**Exercise goal**: Pick out and copy each line in the data below that contains the string "mask".

**Given entries**:
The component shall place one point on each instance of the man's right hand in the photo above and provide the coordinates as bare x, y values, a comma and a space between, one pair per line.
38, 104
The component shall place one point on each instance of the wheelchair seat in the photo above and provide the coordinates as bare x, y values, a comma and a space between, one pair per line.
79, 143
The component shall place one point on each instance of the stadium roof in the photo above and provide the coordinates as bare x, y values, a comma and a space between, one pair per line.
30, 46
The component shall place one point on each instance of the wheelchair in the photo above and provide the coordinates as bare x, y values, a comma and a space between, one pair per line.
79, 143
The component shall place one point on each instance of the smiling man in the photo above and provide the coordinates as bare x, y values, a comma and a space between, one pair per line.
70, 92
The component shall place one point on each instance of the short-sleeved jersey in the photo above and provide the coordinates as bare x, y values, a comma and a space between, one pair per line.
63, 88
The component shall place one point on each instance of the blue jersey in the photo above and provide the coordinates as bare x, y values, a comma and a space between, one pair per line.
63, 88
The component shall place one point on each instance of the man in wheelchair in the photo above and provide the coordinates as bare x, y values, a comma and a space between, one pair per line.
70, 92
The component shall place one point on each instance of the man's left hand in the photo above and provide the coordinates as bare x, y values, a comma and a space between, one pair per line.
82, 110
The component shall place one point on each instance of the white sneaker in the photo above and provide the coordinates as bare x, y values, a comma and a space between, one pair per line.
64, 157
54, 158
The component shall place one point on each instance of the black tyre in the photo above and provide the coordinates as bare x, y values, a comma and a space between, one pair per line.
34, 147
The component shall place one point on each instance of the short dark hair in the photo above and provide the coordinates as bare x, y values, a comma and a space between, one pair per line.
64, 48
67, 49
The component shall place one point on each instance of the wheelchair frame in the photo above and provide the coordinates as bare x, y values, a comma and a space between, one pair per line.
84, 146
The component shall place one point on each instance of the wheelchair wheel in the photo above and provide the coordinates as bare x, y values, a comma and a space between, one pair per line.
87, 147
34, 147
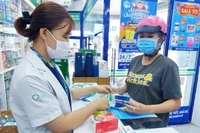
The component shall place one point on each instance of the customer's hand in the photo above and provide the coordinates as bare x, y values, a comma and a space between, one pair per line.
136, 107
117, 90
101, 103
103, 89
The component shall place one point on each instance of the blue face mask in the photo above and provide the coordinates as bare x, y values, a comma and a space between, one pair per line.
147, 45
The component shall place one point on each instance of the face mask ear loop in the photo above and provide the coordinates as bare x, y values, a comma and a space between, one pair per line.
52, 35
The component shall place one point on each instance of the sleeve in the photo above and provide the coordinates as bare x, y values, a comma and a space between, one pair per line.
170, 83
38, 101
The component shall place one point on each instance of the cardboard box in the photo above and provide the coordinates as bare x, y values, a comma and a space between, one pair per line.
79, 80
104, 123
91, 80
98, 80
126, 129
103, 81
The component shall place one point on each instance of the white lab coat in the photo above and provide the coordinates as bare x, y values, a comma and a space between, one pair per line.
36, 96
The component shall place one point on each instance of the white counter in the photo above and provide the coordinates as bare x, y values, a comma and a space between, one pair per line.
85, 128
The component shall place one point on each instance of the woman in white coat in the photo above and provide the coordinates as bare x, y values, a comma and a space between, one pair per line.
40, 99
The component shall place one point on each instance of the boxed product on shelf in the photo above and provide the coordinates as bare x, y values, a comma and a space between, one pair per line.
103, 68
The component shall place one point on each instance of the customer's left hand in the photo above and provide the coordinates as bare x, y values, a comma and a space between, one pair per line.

...

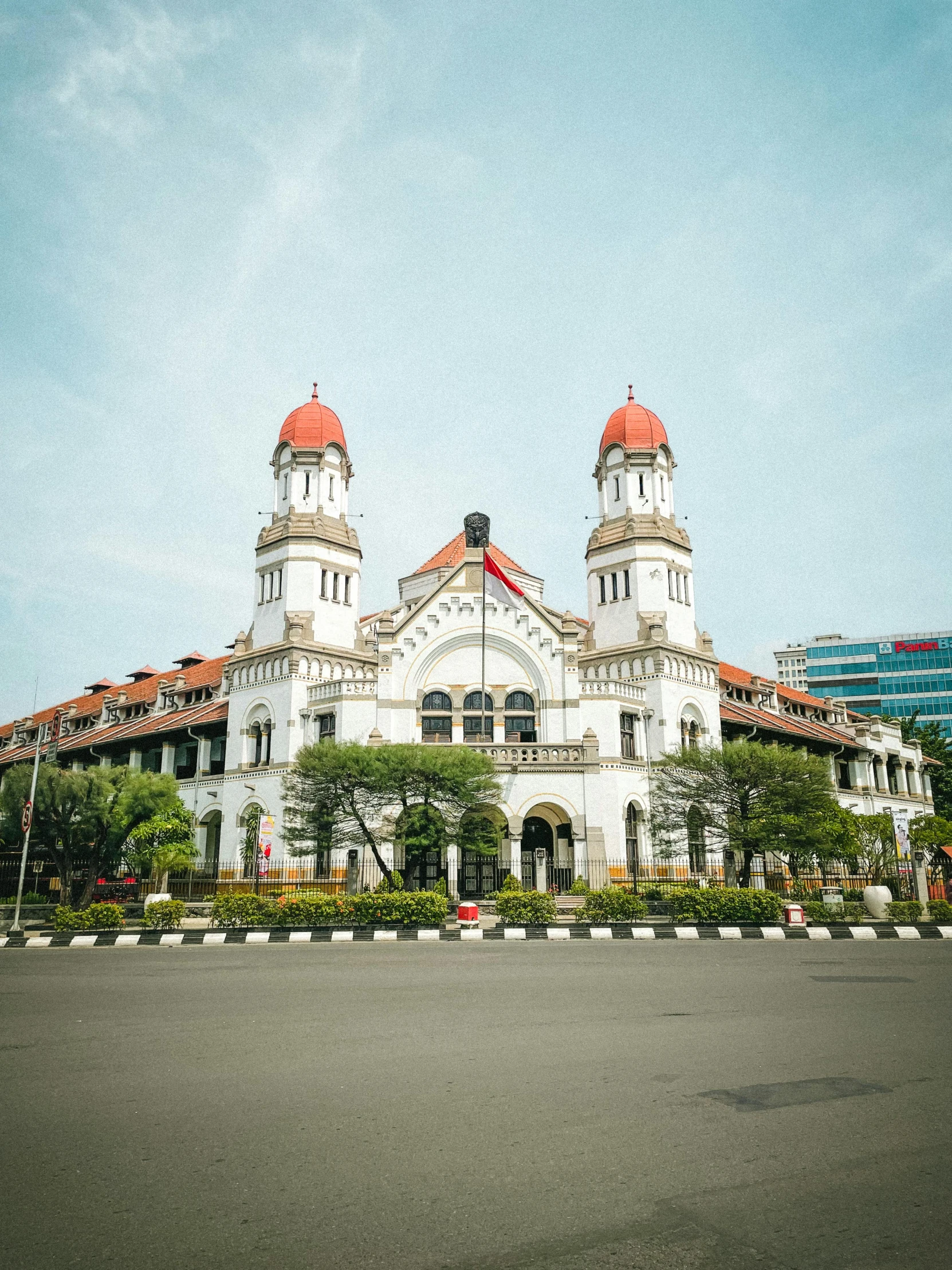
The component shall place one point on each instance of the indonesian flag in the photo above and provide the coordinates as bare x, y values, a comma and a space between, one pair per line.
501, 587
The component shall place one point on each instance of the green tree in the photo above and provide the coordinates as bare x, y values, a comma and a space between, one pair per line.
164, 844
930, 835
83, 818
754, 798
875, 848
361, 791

**Solution to this task**:
The component shall place one point on each instance of the blue face mask in the photo above and provide the coordinates as bare x, y values, a comma and a space between, one pair per line.
The component shall place one point on each instance of the face mask ear loop in the photo above and provide the coordinates as bare x, y values, a comma and a space between, one pair per line.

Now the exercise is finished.